◆ **SUPPLIED INFORMATION**
------------------------
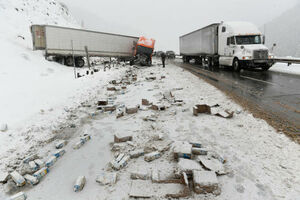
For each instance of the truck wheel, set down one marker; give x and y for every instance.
(69, 61)
(79, 62)
(265, 68)
(236, 65)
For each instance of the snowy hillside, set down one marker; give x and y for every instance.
(284, 31)
(24, 73)
(34, 91)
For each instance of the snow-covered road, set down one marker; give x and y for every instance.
(263, 163)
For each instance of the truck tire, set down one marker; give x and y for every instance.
(265, 68)
(79, 62)
(236, 65)
(69, 61)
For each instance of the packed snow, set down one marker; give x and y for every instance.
(261, 163)
(285, 68)
(41, 102)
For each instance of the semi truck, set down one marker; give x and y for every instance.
(69, 45)
(233, 44)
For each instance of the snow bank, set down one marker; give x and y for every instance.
(28, 82)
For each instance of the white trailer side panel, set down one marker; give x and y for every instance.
(201, 42)
(59, 42)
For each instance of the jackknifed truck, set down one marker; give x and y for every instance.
(233, 44)
(69, 45)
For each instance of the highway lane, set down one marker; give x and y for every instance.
(274, 95)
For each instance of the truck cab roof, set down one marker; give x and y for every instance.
(240, 28)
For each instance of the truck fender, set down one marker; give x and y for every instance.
(226, 60)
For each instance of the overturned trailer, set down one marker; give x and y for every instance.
(62, 43)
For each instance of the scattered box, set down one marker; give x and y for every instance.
(118, 138)
(145, 102)
(187, 166)
(111, 89)
(4, 176)
(141, 174)
(152, 156)
(59, 153)
(40, 163)
(199, 151)
(103, 102)
(18, 179)
(60, 144)
(205, 182)
(18, 196)
(30, 158)
(79, 184)
(107, 178)
(182, 150)
(50, 162)
(31, 179)
(41, 173)
(201, 109)
(122, 163)
(137, 153)
(196, 144)
(132, 110)
(33, 166)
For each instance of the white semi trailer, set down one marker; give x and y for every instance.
(234, 44)
(61, 43)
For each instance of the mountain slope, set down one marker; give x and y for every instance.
(284, 31)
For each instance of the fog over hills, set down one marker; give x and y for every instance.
(285, 32)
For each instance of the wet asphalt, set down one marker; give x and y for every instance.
(275, 93)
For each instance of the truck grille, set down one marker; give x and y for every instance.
(260, 54)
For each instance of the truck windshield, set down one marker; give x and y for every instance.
(249, 39)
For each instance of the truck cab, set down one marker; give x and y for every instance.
(241, 45)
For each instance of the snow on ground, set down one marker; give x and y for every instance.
(263, 163)
(284, 68)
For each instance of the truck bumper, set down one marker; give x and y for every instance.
(257, 63)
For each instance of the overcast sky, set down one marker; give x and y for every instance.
(166, 20)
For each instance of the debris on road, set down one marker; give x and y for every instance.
(132, 110)
(102, 102)
(120, 162)
(187, 166)
(33, 166)
(204, 108)
(3, 127)
(199, 151)
(18, 179)
(106, 178)
(39, 163)
(82, 141)
(41, 173)
(119, 139)
(152, 156)
(206, 182)
(4, 176)
(18, 196)
(50, 162)
(140, 173)
(30, 158)
(182, 150)
(59, 153)
(137, 153)
(31, 179)
(145, 102)
(79, 183)
(60, 144)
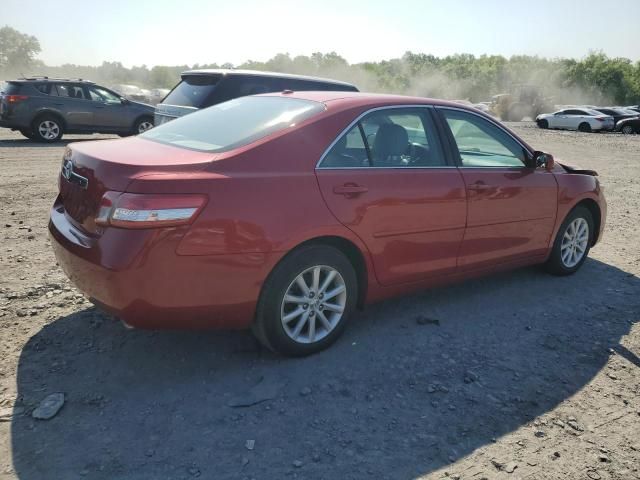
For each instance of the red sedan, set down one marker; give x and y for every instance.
(284, 212)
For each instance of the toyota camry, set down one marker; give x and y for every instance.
(284, 212)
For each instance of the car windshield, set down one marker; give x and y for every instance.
(193, 90)
(234, 124)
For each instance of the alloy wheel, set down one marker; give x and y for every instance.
(313, 304)
(49, 130)
(574, 242)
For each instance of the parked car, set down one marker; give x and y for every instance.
(44, 109)
(277, 212)
(582, 119)
(617, 113)
(157, 94)
(203, 88)
(628, 126)
(133, 92)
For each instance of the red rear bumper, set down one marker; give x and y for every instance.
(137, 276)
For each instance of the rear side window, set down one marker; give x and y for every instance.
(389, 138)
(234, 123)
(193, 90)
(11, 88)
(481, 143)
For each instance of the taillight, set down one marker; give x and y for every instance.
(133, 210)
(15, 98)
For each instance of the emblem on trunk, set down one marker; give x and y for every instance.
(68, 173)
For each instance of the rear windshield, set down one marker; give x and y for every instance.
(235, 123)
(193, 90)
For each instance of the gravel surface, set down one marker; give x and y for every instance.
(519, 375)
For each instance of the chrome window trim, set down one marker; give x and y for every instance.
(360, 117)
(493, 122)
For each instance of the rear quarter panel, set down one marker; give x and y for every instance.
(573, 189)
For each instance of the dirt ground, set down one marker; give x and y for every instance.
(525, 376)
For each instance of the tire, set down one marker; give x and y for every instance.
(47, 128)
(27, 133)
(296, 336)
(141, 125)
(559, 262)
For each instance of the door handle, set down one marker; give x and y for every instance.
(477, 186)
(350, 189)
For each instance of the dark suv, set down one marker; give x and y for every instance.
(43, 109)
(203, 88)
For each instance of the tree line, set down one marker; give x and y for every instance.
(596, 78)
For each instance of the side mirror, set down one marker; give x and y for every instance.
(545, 160)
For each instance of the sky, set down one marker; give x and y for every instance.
(186, 32)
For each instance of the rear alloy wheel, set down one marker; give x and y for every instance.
(47, 129)
(572, 243)
(306, 301)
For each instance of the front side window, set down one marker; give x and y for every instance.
(98, 94)
(481, 143)
(388, 138)
(234, 123)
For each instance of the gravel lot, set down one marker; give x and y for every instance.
(524, 375)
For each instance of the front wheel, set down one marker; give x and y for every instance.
(572, 243)
(27, 133)
(47, 128)
(306, 301)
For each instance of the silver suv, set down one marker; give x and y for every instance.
(203, 88)
(43, 109)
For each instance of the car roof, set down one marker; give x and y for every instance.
(259, 73)
(343, 100)
(50, 79)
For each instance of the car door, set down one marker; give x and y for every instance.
(559, 120)
(511, 206)
(574, 118)
(387, 179)
(73, 104)
(110, 114)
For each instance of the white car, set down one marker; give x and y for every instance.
(582, 119)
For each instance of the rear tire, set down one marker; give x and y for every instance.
(295, 315)
(47, 129)
(572, 244)
(27, 133)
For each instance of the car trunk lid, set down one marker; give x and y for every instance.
(91, 169)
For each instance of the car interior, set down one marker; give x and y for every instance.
(393, 140)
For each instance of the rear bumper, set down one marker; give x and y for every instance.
(138, 277)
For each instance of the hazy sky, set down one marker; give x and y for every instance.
(164, 32)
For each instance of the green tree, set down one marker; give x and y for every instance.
(17, 50)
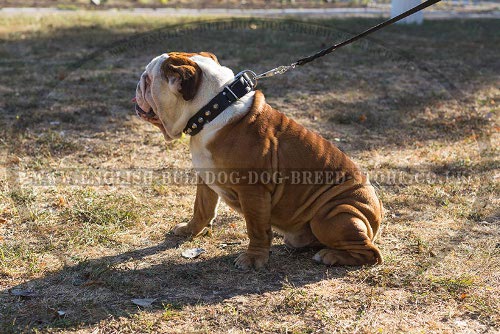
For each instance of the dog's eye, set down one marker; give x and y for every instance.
(147, 79)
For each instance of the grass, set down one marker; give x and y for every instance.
(85, 211)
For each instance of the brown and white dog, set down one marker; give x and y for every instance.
(343, 216)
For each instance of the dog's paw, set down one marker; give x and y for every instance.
(182, 230)
(247, 261)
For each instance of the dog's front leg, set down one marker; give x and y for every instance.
(205, 210)
(256, 207)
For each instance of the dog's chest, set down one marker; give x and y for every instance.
(204, 164)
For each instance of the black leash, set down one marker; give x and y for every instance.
(246, 81)
(303, 61)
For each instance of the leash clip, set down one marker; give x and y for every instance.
(275, 71)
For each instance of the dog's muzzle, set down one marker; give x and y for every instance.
(149, 116)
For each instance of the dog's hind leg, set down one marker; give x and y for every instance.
(347, 236)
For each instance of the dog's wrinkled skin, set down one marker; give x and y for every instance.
(343, 218)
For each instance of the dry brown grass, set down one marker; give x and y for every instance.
(429, 110)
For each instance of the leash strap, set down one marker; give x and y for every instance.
(243, 83)
(303, 61)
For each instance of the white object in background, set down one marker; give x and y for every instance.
(400, 6)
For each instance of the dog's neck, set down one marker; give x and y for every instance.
(213, 83)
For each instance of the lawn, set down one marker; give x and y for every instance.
(86, 209)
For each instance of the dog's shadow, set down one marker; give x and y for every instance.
(97, 289)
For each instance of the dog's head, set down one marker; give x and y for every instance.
(175, 86)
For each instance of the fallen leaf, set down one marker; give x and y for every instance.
(92, 282)
(225, 244)
(146, 302)
(192, 253)
(23, 293)
(60, 202)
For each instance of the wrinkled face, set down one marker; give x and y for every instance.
(167, 88)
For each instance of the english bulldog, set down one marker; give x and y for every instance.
(341, 214)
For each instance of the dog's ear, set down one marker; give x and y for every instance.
(210, 55)
(183, 72)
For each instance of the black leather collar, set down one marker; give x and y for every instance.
(243, 83)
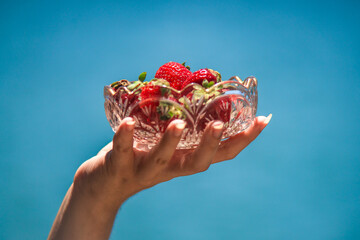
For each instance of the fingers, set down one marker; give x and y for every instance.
(162, 153)
(231, 147)
(203, 155)
(105, 149)
(123, 141)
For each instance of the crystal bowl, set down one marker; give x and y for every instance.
(233, 102)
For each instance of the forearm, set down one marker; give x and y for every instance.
(83, 217)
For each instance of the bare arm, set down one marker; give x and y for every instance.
(104, 182)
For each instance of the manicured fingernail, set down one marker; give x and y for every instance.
(179, 127)
(130, 124)
(217, 129)
(268, 118)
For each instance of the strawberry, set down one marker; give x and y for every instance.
(175, 73)
(205, 77)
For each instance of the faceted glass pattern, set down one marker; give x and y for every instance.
(233, 102)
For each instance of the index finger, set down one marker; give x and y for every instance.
(231, 147)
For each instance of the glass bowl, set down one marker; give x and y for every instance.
(233, 102)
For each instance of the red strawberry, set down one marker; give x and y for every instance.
(200, 75)
(174, 73)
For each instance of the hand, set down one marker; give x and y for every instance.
(119, 170)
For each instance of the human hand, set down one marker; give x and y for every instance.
(119, 170)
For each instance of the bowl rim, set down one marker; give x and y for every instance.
(247, 84)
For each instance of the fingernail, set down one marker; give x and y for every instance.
(268, 118)
(217, 129)
(130, 124)
(179, 127)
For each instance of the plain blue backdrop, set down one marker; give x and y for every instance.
(299, 180)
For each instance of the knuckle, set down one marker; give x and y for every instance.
(201, 168)
(160, 161)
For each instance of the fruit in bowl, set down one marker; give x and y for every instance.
(198, 98)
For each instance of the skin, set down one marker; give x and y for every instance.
(103, 183)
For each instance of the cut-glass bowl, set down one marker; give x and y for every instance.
(233, 102)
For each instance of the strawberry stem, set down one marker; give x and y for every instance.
(142, 76)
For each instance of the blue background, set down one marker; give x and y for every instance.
(299, 180)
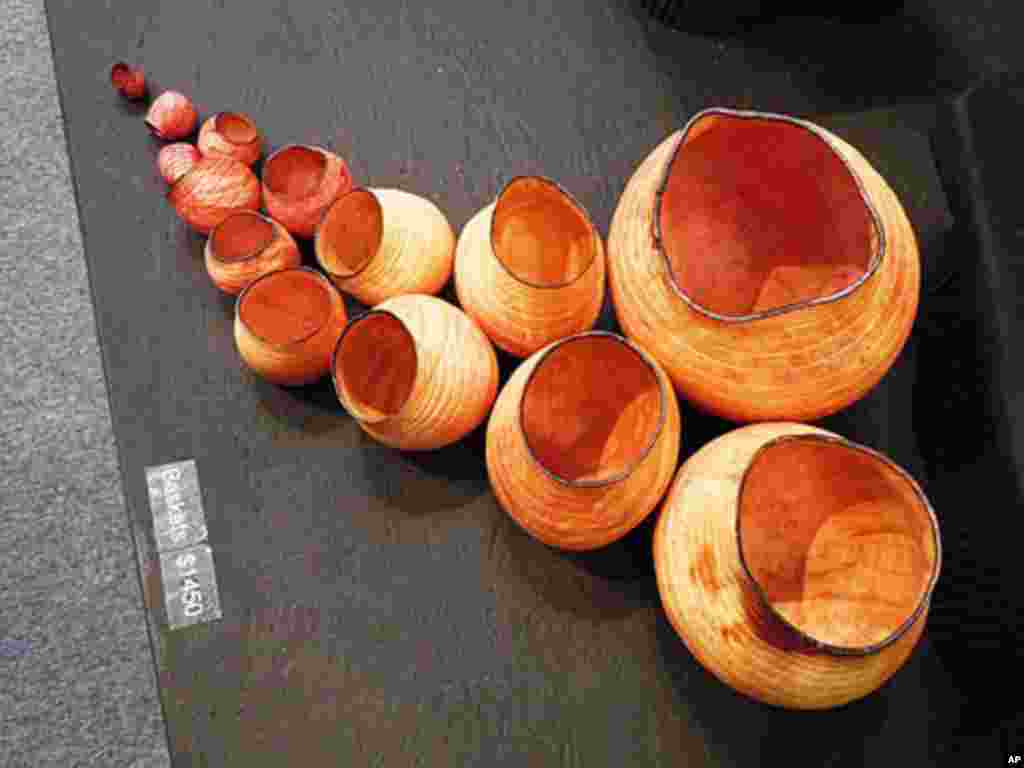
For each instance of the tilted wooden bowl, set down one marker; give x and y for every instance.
(287, 324)
(766, 264)
(378, 244)
(529, 267)
(583, 440)
(416, 373)
(797, 566)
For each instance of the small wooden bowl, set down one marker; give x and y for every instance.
(231, 134)
(300, 183)
(287, 325)
(378, 244)
(797, 566)
(766, 264)
(416, 373)
(529, 268)
(583, 440)
(247, 246)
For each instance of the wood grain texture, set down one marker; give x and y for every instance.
(379, 244)
(245, 247)
(803, 364)
(523, 312)
(300, 183)
(421, 386)
(363, 585)
(714, 607)
(567, 511)
(287, 324)
(231, 134)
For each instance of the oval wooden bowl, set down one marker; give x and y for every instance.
(378, 244)
(797, 566)
(299, 184)
(416, 373)
(231, 134)
(577, 457)
(529, 267)
(246, 246)
(766, 264)
(287, 325)
(214, 188)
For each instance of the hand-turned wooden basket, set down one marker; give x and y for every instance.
(766, 264)
(797, 566)
(246, 246)
(416, 373)
(378, 244)
(287, 325)
(583, 440)
(529, 267)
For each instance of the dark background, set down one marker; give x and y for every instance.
(380, 608)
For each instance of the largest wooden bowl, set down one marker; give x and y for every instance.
(766, 264)
(797, 566)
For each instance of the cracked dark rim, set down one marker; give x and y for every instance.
(339, 389)
(335, 296)
(323, 218)
(819, 133)
(926, 597)
(658, 429)
(573, 202)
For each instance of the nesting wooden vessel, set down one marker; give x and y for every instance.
(247, 246)
(378, 244)
(416, 373)
(287, 325)
(231, 134)
(579, 457)
(797, 566)
(529, 267)
(300, 183)
(766, 264)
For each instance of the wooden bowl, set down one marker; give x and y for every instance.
(232, 134)
(287, 325)
(529, 267)
(797, 566)
(378, 244)
(416, 373)
(300, 183)
(247, 246)
(577, 456)
(766, 264)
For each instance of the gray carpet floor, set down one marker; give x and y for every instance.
(77, 684)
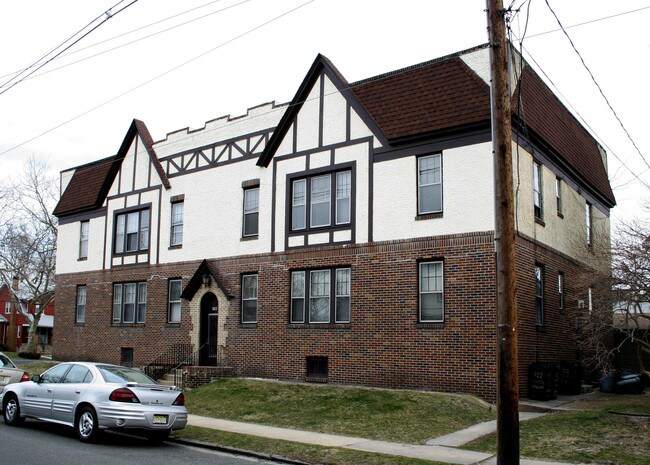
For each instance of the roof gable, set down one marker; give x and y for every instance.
(91, 183)
(320, 65)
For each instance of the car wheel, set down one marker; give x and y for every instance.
(86, 425)
(159, 436)
(12, 411)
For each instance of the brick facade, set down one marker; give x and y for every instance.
(383, 345)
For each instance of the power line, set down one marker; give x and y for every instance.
(44, 60)
(593, 78)
(149, 81)
(135, 40)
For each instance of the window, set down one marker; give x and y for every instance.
(558, 195)
(176, 237)
(560, 290)
(83, 239)
(430, 184)
(249, 298)
(318, 304)
(174, 309)
(431, 307)
(588, 221)
(317, 367)
(537, 190)
(325, 199)
(132, 231)
(129, 303)
(539, 295)
(80, 314)
(251, 211)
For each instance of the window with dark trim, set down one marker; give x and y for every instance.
(130, 302)
(558, 196)
(560, 291)
(322, 200)
(176, 228)
(588, 222)
(83, 239)
(131, 231)
(431, 292)
(320, 296)
(538, 200)
(250, 225)
(80, 313)
(539, 295)
(430, 184)
(174, 305)
(249, 298)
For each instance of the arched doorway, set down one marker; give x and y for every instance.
(208, 330)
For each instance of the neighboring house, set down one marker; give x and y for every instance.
(345, 237)
(24, 316)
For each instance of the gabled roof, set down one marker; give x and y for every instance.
(425, 99)
(196, 281)
(554, 125)
(90, 183)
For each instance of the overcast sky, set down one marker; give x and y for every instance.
(236, 54)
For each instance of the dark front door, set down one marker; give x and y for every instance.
(208, 330)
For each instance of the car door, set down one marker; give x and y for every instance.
(38, 396)
(69, 392)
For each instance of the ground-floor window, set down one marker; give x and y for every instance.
(431, 290)
(320, 296)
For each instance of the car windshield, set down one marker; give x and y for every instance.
(5, 362)
(117, 374)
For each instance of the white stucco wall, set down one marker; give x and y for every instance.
(468, 194)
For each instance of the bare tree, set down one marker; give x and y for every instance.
(28, 240)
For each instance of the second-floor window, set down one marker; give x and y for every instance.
(132, 231)
(537, 191)
(174, 310)
(430, 184)
(251, 211)
(322, 200)
(80, 313)
(129, 303)
(176, 234)
(588, 221)
(83, 239)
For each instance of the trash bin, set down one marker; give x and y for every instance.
(570, 378)
(542, 381)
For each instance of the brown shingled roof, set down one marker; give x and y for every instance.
(425, 99)
(544, 114)
(90, 183)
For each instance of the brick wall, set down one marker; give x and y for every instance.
(383, 345)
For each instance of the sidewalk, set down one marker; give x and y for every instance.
(441, 449)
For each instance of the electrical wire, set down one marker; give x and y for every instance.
(149, 81)
(593, 78)
(138, 39)
(44, 60)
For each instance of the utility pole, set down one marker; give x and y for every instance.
(504, 241)
(12, 336)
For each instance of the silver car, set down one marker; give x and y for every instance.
(92, 397)
(9, 373)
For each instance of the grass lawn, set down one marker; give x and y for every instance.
(388, 415)
(600, 434)
(296, 451)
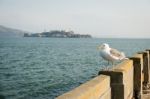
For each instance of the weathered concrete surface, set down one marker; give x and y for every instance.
(121, 80)
(97, 88)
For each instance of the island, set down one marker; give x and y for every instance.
(58, 34)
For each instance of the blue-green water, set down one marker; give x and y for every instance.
(43, 68)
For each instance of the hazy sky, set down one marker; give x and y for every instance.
(100, 18)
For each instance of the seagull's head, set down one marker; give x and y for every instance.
(104, 46)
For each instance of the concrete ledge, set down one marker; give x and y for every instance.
(97, 88)
(121, 80)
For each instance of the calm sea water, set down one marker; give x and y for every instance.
(43, 68)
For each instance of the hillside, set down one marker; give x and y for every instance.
(10, 32)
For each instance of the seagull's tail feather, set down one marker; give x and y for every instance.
(123, 57)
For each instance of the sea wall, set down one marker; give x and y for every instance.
(125, 81)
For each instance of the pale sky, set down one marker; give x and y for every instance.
(100, 18)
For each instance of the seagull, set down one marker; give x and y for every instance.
(111, 54)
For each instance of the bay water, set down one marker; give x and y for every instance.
(44, 68)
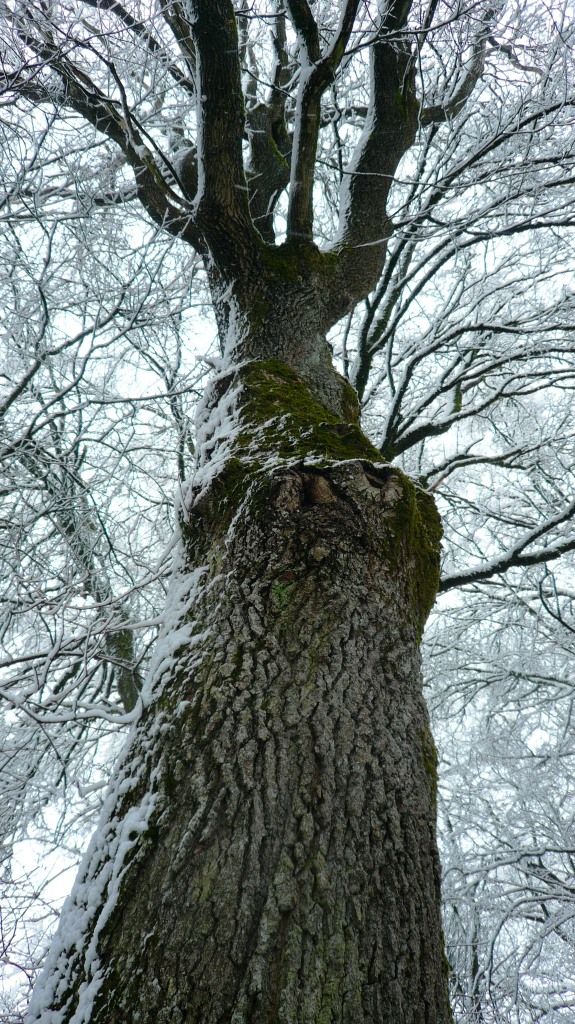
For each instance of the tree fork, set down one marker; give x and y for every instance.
(267, 851)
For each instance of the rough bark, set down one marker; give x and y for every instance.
(267, 853)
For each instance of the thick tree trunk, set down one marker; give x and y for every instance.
(268, 853)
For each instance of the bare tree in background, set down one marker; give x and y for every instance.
(267, 848)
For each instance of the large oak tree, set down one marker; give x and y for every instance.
(267, 850)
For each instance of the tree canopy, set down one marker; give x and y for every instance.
(421, 157)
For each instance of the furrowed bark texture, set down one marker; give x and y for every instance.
(285, 868)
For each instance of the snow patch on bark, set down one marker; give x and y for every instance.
(96, 889)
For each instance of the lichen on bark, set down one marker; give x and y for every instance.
(288, 870)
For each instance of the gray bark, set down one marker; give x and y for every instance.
(268, 853)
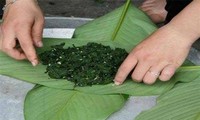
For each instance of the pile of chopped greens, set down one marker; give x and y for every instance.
(90, 64)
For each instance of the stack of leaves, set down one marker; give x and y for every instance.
(53, 99)
(90, 64)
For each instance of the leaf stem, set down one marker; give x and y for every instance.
(121, 19)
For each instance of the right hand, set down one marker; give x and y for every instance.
(23, 22)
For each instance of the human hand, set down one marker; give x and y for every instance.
(22, 24)
(157, 56)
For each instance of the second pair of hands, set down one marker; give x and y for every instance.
(161, 54)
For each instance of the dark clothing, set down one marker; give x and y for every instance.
(174, 7)
(2, 3)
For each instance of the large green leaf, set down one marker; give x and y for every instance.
(44, 103)
(128, 25)
(180, 103)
------------------------
◆ **WHAT YOU HAVE TO DO**
Every line from the one containing "For each instance of the stack" through the end of the entries above must be echoed exactly, with both ends kept.

◆ **EXERCISE RESULT**
For each instance of the stack of leaves, set down one marker; give x and y for every instance.
(53, 99)
(90, 64)
For each instance of the leaf stem, set down one marker; give x and y for every instance.
(121, 19)
For each instance of the right hand, set down one marker; give x and y for every instance.
(23, 22)
For each instance of the human hand, set down one marker; give x and y for every instance.
(22, 24)
(157, 56)
For each instance of the second pair of hands, set down one marker; give x and y for every instance.
(161, 54)
For each instance of the dark clothing, set down one marker; give x and y for every instance.
(174, 7)
(2, 3)
For each instance of the large green leaf, set down one marker; give x and y for every instance.
(44, 103)
(128, 25)
(180, 103)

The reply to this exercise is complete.